▶ _Assigned task_: Gather all lines in the entries below that include the word "instance".

==*==

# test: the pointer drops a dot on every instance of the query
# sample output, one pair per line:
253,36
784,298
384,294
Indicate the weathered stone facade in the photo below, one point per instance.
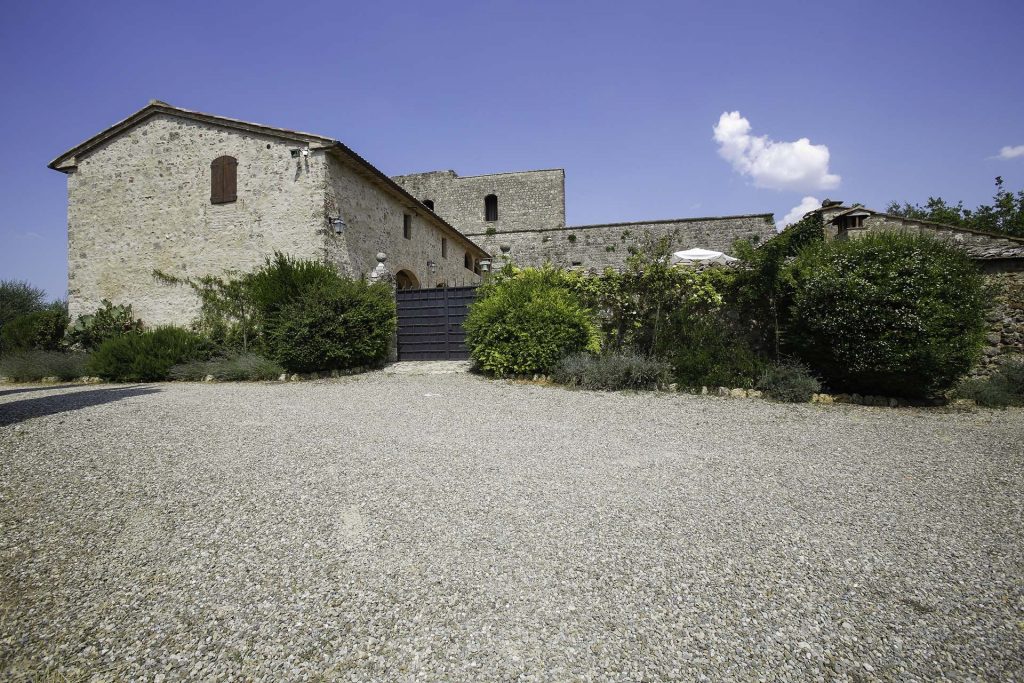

==*==

▶ _Exercise response_:
# test: the pointer drops a dot on every instance of the query
Indicate the weathered stone facade in the photo below, one point per instance.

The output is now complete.